• [Records shown]:
=== Section Start ===

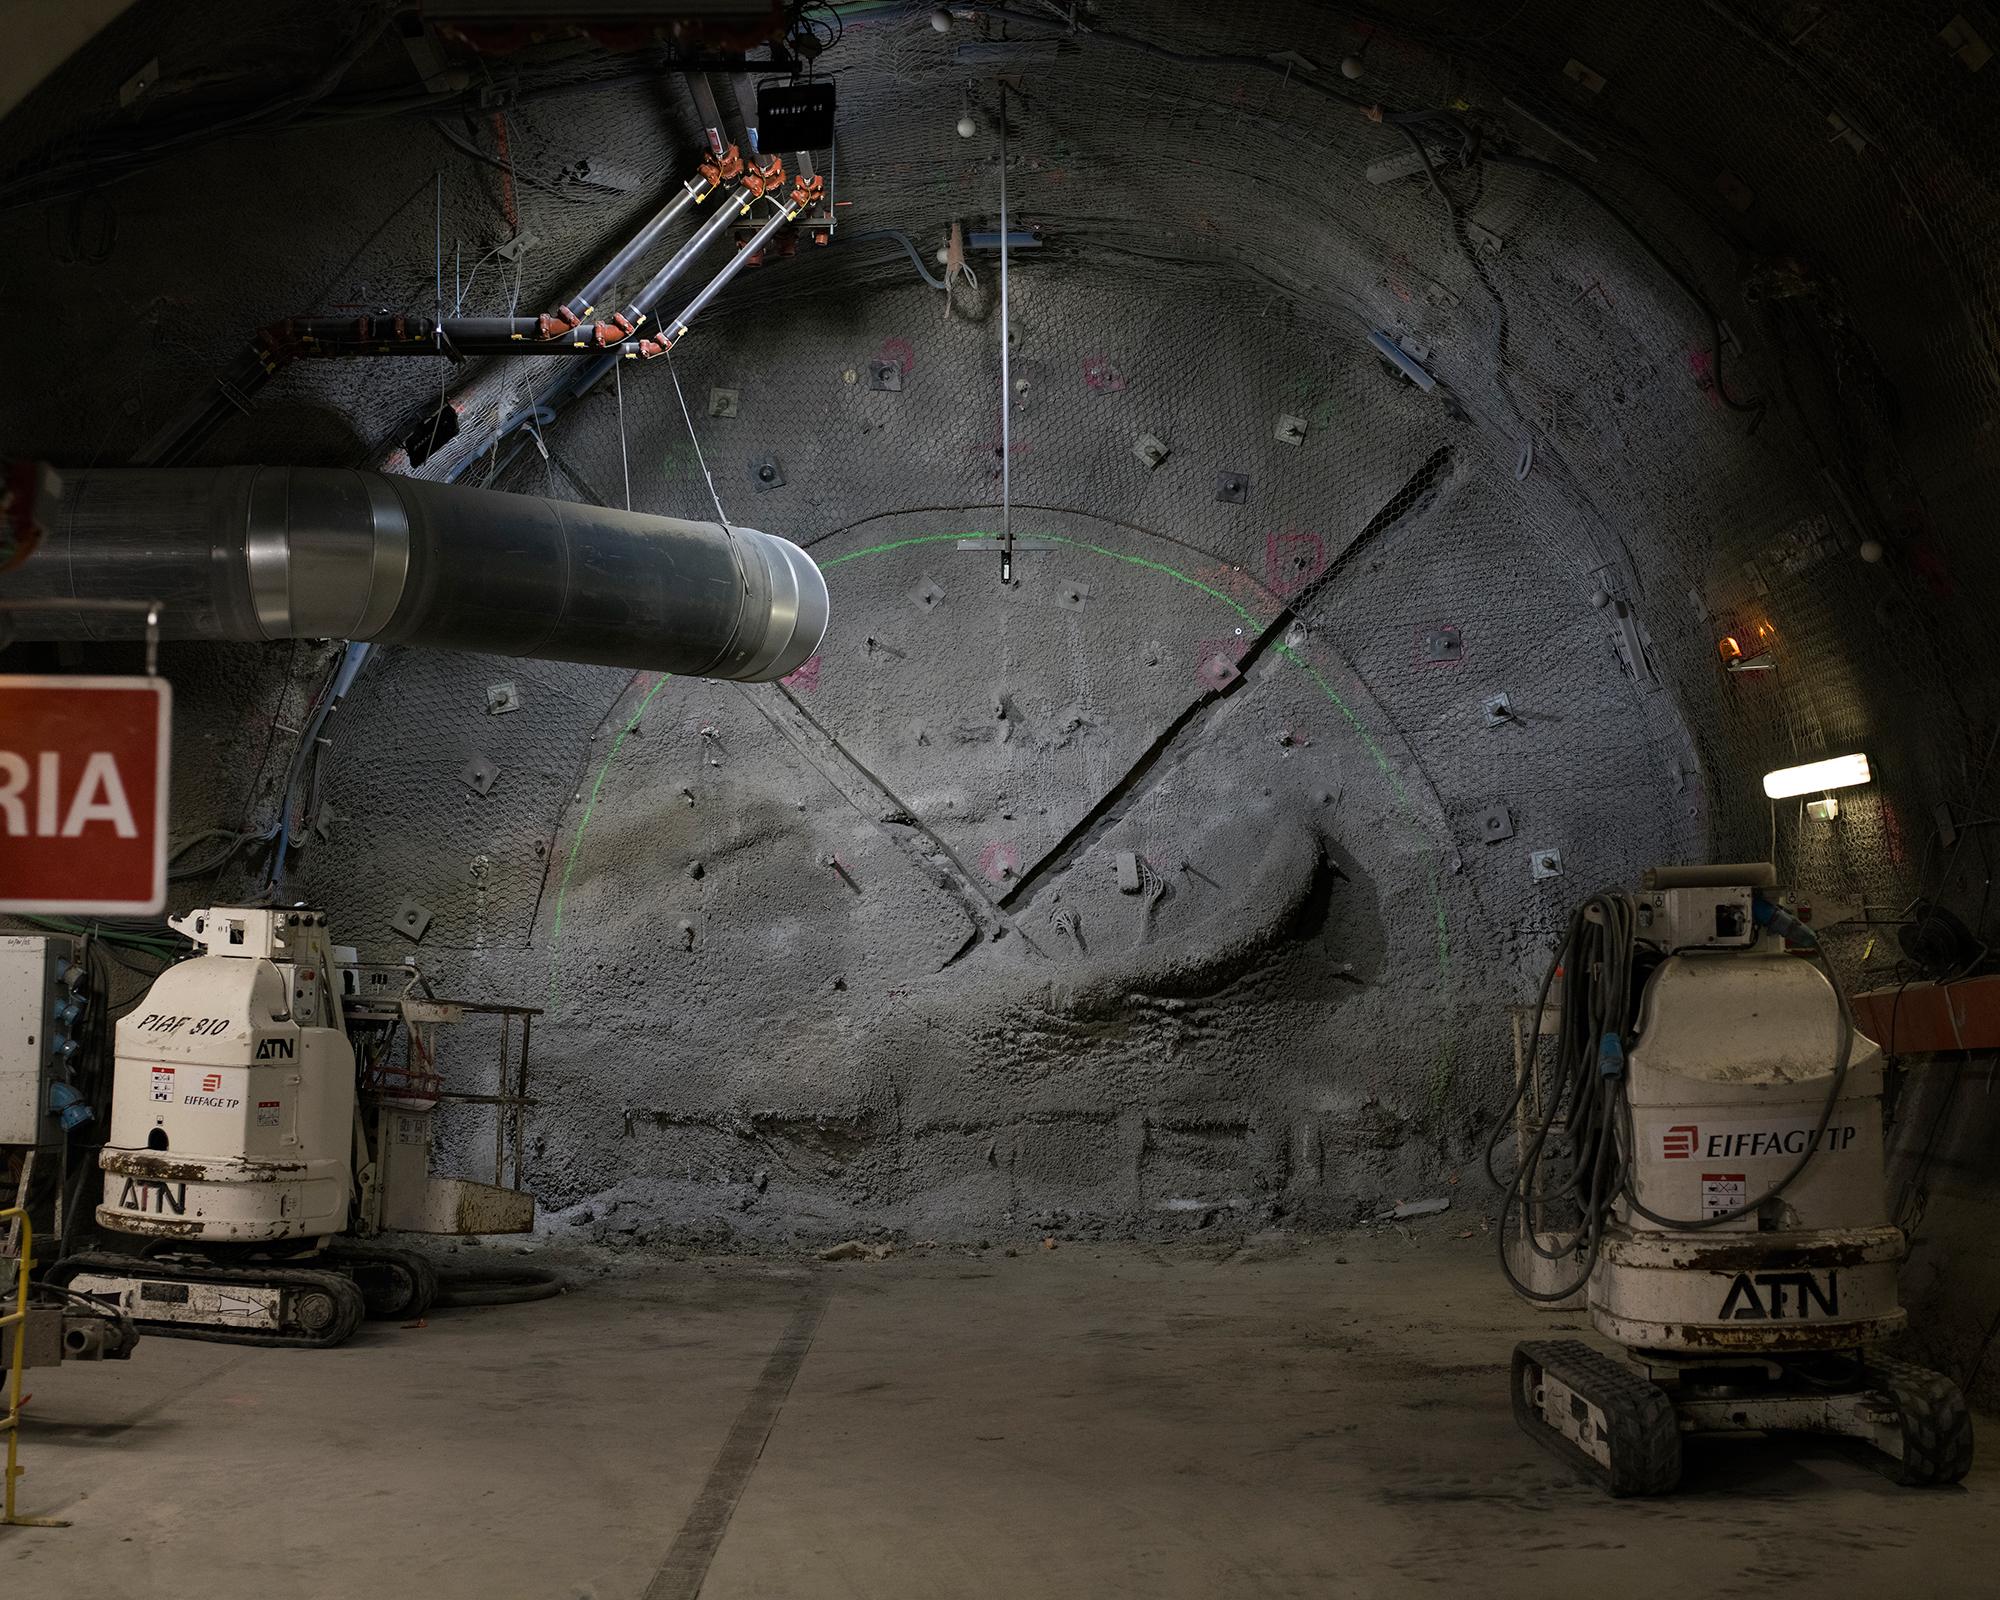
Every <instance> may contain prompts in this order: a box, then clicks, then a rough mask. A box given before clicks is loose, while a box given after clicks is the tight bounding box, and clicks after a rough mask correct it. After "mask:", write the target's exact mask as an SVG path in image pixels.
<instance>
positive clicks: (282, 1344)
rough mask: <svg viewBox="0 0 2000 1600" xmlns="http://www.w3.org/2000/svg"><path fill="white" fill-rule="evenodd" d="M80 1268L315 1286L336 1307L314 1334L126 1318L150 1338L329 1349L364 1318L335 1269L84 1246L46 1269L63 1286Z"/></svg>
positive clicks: (168, 1280) (53, 1279) (246, 1284)
mask: <svg viewBox="0 0 2000 1600" xmlns="http://www.w3.org/2000/svg"><path fill="white" fill-rule="evenodd" d="M82 1272H104V1274H116V1276H120V1278H164V1280H168V1282H182V1284H238V1286H244V1288H280V1290H284V1288H316V1290H320V1292H324V1294H328V1296H330V1298H332V1302H334V1308H336V1316H334V1320H332V1322H330V1324H328V1326H326V1328H322V1330H318V1332H304V1330H292V1332H282V1330H270V1328H224V1326H202V1324H196V1322H152V1320H148V1318H144V1316H134V1318H132V1326H134V1328H138V1330H140V1332H142V1334H152V1336H156V1338H196V1340H202V1342H206V1344H260V1346H276V1348H284V1350H330V1348H334V1346H336V1344H344V1342H346V1340H348V1338H350V1336H352V1334H354V1330H356V1328H360V1326H362V1320H364V1318H366V1316H368V1304H366V1302H364V1300H362V1292H360V1290H358V1288H356V1286H354V1280H352V1278H348V1276H344V1274H340V1272H316V1270H310V1268H298V1266H262V1264H246V1266H244V1268H222V1266H182V1264H178V1262H160V1260H148V1258H146V1256H120V1254H118V1252H114V1250H86V1252H80V1254H76V1256H64V1258H62V1260H60V1262H56V1264H54V1266H52V1268H48V1278H50V1282H54V1284H62V1286H68V1284H70V1280H72V1278H76V1276H78V1274H82Z"/></svg>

=== Section End ===

• [Task item]:
Reproduce all of the material above verbatim, omitting the pictures.

• [Solution to this problem]:
Every <instance> may contain prompts in this order: a box, then clicks, then a rough mask. A box given before clicks is loose, while a box given after clicks is the tight bounding box, and clicks after a rough mask correct it. After "mask:", write the target's exact mask as an SVG path in image pixels.
<instance>
positive clicks: (282, 1344)
rough mask: <svg viewBox="0 0 2000 1600" xmlns="http://www.w3.org/2000/svg"><path fill="white" fill-rule="evenodd" d="M80 1268L315 1286L336 1307L314 1334L126 1318L150 1338L329 1349L364 1318L335 1269L84 1246L46 1269L63 1286Z"/></svg>
positive clicks: (168, 1280) (53, 1279) (246, 1284)
mask: <svg viewBox="0 0 2000 1600" xmlns="http://www.w3.org/2000/svg"><path fill="white" fill-rule="evenodd" d="M82 1272H104V1274H116V1276H120V1278H164V1280H168V1282H182V1284H238V1286H244V1288H280V1290H284V1288H316V1290H320V1292H324V1294H328V1296H330V1298H332V1302H334V1308H336V1316H334V1320H332V1322H330V1324H328V1326H326V1328H322V1330H318V1332H304V1330H292V1332H282V1330H270V1328H224V1326H202V1324H196V1322H152V1320H148V1318H144V1316H134V1318H132V1326H134V1328H138V1330H140V1332H142V1334H152V1336H156V1338H196V1340H202V1342H206V1344H260V1346H276V1348H284V1350H330V1348H334V1346H336V1344H344V1342H346V1340H348V1338H350V1336H352V1334H354V1330H356V1328H360V1326H362V1320H364V1318H366V1316H368V1304H366V1302H364V1300H362V1292H360V1290H358V1288H356V1286H354V1280H352V1278H348V1276H344V1274H340V1272H316V1270H310V1268H298V1266H262V1264H246V1266H244V1268H222V1266H182V1264H178V1262H160V1260H148V1258H146V1256H120V1254H118V1252H114V1250H86V1252H80V1254H76V1256H64V1258H62V1260H60V1262H56V1264H54V1266H52V1268H48V1278H50V1282H54V1284H62V1286H68V1284H70V1280H72V1278H76V1276H78V1274H82Z"/></svg>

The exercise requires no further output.